Roseland area seeking a turnaround
By LAURA WASHINGTON August 24, 2013 11:44PM
Updated: September 27, 2013 6:12AM
One of every two African-American men from Chicago’s South Side will die before the age of 64. One of three black women will face that fate. In Chicago, 3,200 more blacks than whites die every year.
Those dire statistics hung in the air last Monday night at a town hall meeting in Roseland, on the city’s far South Side. But the resilient people behind the numbers were determined to turn them around.
The meeting was inspired by the plight of Roseland Community Hospital, a neighborhood linchpin and last resort for the sick and poor. It’s easy for some to ignore this far-flung place, to turn away from the community’s sorry but familiar problems, like crime, joblessness and poverty.
That’s what residents feared last April when the hospital was nearly shut down. Administrators said the facility was buried in $14 million in unpaid bills. There was much wrangling over whom to blame.
In June, Gov. Pat Quinn announced an infusion of $350,000 in state funds. A new administration was appointed in July.
Now, residents wanted to know — will Roseland survive? I served as co-moderator of the town hall, where neighborhood residents, activists and politicians turned out to proselytize.
As several hundred people piled into a local community center, they were handed red buttons that proclaimed: “Working to Build a New Roseland.”
Elizabeth Harrison, a 40-year resident, stood to declare her community suffers from the “dry bones” of boarded-up houses, irresponsible parenting and other ills. But, she added, “Roseland will not die. Dry bones, you can live!”

========

Study questions =
• A. Copy out, word for word, the part of the Roseland article starting at "The meeting was" and ending at "whom to blame.".
• B. List every person named in the Roseland article.

Provided records =
========

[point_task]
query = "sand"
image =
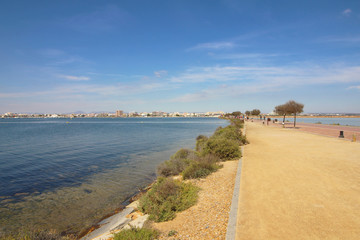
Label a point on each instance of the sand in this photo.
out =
(209, 217)
(297, 185)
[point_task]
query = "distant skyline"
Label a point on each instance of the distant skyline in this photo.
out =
(179, 56)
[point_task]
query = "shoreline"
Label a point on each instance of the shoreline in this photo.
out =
(308, 182)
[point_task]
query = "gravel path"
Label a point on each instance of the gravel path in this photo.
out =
(296, 185)
(321, 129)
(209, 217)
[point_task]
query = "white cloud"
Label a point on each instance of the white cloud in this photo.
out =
(347, 12)
(244, 55)
(213, 46)
(249, 80)
(160, 73)
(352, 39)
(354, 87)
(75, 78)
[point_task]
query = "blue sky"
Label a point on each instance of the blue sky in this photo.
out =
(185, 56)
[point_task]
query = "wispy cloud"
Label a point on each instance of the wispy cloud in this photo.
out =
(213, 46)
(244, 55)
(102, 20)
(236, 80)
(354, 87)
(75, 78)
(347, 12)
(351, 39)
(160, 73)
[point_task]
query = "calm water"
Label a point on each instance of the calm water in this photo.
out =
(66, 173)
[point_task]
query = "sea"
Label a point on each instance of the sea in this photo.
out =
(65, 174)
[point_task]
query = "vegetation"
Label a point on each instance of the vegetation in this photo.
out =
(281, 110)
(37, 235)
(255, 112)
(202, 167)
(225, 149)
(137, 234)
(177, 163)
(172, 233)
(200, 143)
(291, 107)
(167, 197)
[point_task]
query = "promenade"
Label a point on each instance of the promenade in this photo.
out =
(298, 185)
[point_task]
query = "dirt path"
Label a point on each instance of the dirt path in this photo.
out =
(209, 217)
(296, 185)
(321, 129)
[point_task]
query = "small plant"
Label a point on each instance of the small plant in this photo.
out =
(225, 149)
(177, 163)
(172, 233)
(25, 234)
(200, 142)
(202, 167)
(167, 197)
(137, 234)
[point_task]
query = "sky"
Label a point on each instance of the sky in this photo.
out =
(179, 55)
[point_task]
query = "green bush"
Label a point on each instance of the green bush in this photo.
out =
(200, 142)
(230, 132)
(202, 167)
(238, 123)
(137, 234)
(167, 197)
(225, 149)
(177, 163)
(25, 234)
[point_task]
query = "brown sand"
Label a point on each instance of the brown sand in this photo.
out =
(209, 217)
(296, 185)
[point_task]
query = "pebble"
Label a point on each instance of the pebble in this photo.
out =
(209, 217)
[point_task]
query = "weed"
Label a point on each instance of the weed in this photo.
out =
(167, 197)
(137, 234)
(177, 163)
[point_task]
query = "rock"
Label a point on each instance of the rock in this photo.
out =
(138, 222)
(134, 204)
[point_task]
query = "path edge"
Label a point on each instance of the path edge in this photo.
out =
(231, 226)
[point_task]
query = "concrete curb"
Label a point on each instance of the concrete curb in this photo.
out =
(231, 227)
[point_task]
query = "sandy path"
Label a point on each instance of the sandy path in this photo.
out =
(209, 217)
(322, 129)
(296, 185)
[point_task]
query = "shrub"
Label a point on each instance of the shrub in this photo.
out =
(25, 234)
(238, 123)
(172, 233)
(177, 163)
(230, 132)
(225, 149)
(167, 197)
(200, 142)
(137, 234)
(183, 154)
(202, 167)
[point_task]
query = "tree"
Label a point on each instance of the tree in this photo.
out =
(281, 110)
(255, 112)
(236, 114)
(293, 107)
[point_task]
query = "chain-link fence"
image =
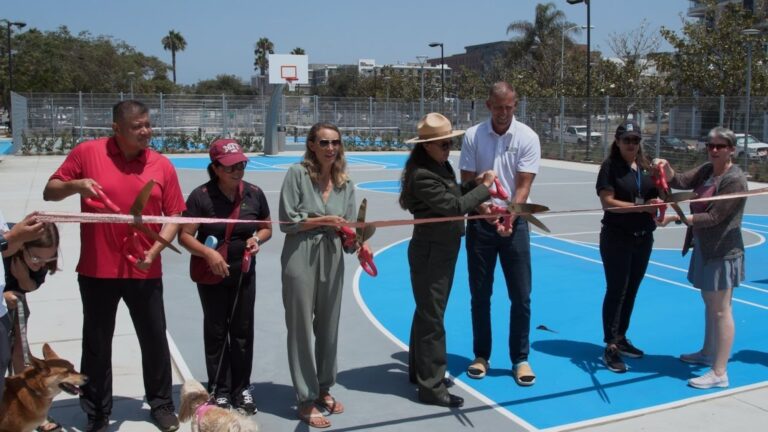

========

Answers for the exercise =
• A.
The meeting was inspired by the plight of Roseland Community Hospital, a neighborhood linchpin and last resort for the sick and poor. It’s easy for some to ignore this far-flung place, to turn away from the community’s sorry but familiar problems, like crime, joblessness and poverty.
That’s what residents feared last April when the hospital was nearly shut down. Administrators said the facility was buried in $14 million in unpaid bills. There was much wrangling over whom to blame.

• B. Laura Washington, Pat Quinn, Elizabeth Harrison